Work experience in coding – where is it?
One of my more enthusiastic coding club students approached me a few weeks ago asking for help in finding a work-experience placement. He’s in Year 10 and he thinks he wants to be a programmer when he leaves school. He’s a savvy kid who is self-motivated and is soaking up coding skills so he has excellent prospects to be whatever he wants to be, and Year 10 work experience is supposed to be an opportunity to try to sort out your options for the future.
The surprising thing is that there are very, very few opportunities available for experience as a programmer / developer. You can spend time on a help desk without too much trouble – but that’s akin to having someone who aspires to be a surgeon spend time on a medical centre’s reception desk – it doesn’t achieve the stated end. It turns out that the big development houses simply don’t offer work experience. At one level I don’t blame them – it isn’t easy to contemplate getting a bunch of adolescent students through your offices sopping up your team’s time to no gain. But on another level, given all the talk about encouraging kids to learn coding, it’s sad to see so few opportunities for the enthusiastic ones who might want to pursue this as a career.
Everyone I talk to about this steers me to the small development houses. The problem there is that they have very limited resources. For the Googles or Atlassians of this world to free up some time for a work experience student represents a rounding error in terms of time and money. For a two-person game development studio to do the same, represents a significant outgoing although there do seem to be some who are willing to contemplate that commitment.

The data —
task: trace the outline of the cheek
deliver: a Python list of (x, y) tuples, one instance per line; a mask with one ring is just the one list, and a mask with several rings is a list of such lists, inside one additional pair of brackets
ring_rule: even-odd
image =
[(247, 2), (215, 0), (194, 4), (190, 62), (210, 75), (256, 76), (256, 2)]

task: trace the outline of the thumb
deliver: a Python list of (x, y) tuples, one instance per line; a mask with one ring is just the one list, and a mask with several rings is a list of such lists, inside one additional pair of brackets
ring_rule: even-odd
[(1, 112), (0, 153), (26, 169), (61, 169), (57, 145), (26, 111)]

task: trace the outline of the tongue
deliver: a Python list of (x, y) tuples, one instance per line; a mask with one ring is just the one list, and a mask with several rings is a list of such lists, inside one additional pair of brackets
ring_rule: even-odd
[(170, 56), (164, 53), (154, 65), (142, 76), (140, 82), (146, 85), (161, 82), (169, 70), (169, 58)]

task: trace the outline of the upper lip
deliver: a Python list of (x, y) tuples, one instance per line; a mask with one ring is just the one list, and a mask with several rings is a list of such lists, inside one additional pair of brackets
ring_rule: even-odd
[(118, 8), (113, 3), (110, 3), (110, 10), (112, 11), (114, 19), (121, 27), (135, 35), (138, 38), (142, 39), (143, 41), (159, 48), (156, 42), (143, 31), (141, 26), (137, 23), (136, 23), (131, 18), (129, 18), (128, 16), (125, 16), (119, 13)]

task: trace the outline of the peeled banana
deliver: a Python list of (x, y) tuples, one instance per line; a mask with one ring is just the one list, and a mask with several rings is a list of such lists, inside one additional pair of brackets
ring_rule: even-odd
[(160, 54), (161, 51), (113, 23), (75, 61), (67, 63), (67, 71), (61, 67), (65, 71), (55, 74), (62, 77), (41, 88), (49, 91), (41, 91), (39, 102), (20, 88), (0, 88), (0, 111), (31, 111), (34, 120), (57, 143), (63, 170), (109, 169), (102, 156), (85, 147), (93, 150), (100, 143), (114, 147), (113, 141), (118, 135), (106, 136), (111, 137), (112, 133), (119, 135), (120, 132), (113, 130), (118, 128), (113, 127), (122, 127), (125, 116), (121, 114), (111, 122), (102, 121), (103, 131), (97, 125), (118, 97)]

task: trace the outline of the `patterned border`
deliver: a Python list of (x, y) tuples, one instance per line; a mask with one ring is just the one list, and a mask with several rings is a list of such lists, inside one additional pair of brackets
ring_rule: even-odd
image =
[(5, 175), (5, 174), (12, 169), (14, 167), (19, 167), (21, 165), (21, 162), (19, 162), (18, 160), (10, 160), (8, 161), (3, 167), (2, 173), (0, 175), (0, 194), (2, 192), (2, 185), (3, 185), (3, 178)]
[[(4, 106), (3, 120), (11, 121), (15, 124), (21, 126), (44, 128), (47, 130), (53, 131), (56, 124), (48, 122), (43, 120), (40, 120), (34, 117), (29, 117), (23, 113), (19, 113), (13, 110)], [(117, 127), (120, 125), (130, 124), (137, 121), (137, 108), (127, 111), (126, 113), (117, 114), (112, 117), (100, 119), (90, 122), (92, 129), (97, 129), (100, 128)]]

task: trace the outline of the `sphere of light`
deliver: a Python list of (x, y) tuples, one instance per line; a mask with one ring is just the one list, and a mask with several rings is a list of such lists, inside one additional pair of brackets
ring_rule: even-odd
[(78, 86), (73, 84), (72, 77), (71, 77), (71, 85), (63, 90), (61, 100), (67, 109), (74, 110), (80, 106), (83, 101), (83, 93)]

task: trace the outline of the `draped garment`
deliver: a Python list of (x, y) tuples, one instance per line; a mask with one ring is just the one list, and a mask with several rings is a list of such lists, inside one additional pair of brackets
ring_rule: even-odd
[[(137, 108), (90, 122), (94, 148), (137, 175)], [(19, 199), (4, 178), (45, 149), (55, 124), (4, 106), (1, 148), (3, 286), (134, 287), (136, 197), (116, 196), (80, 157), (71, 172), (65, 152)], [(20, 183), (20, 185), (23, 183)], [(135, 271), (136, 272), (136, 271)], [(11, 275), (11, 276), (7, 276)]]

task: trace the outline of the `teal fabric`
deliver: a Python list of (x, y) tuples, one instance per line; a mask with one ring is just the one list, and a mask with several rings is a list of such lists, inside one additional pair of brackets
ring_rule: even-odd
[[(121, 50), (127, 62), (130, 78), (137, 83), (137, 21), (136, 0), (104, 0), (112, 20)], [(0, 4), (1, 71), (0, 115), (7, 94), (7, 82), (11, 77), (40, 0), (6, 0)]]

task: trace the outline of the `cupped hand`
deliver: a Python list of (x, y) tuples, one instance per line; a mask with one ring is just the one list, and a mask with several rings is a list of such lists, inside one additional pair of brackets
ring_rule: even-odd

Work task — Continue the piece on finding coding work experience for students from where it stops.

Written answer —
Everyone I have spoken with about this, in person or virtually, has been lovely about it: There’s no lack of goodwill at all. But there is a lack of an established process. I recognise this is a difficult thing, especially finding a way to engage a student for a week in the context of a development environment. But there are a lot of clever people out there and, for the big companies in particular with their focus on outreach, this would be a valuable place to start focusing some clever minds. There are popular venues in other fields which have established filtering processes to ensure they don’t take too many students and the ones they take are the enthusiastic ones who are likely to benefit most (Taronga Zoo and the Sydney Theatre Company are examples with filters and limits). So the process doesn’t have to be open-ended or overwhelming. It’s even the sort of thing where it would be easy to contemplate a number of big players getting together and running this as a single process to reduce administration.
Getting kids learning to code is a great thing regardless of their career outcomes. But for those few who go beyond the basics and are actually contemplating coding as a career, they really need encouragement and nurturing – and a sense of what coding as a career looks like in the real world: That’s what work experience can provide. In an environment where the bumps in the road are smoothed out for so many kids and where they are surrounded by tales of internet billionaires, some exposure to the real world of work is exactly the experience they need.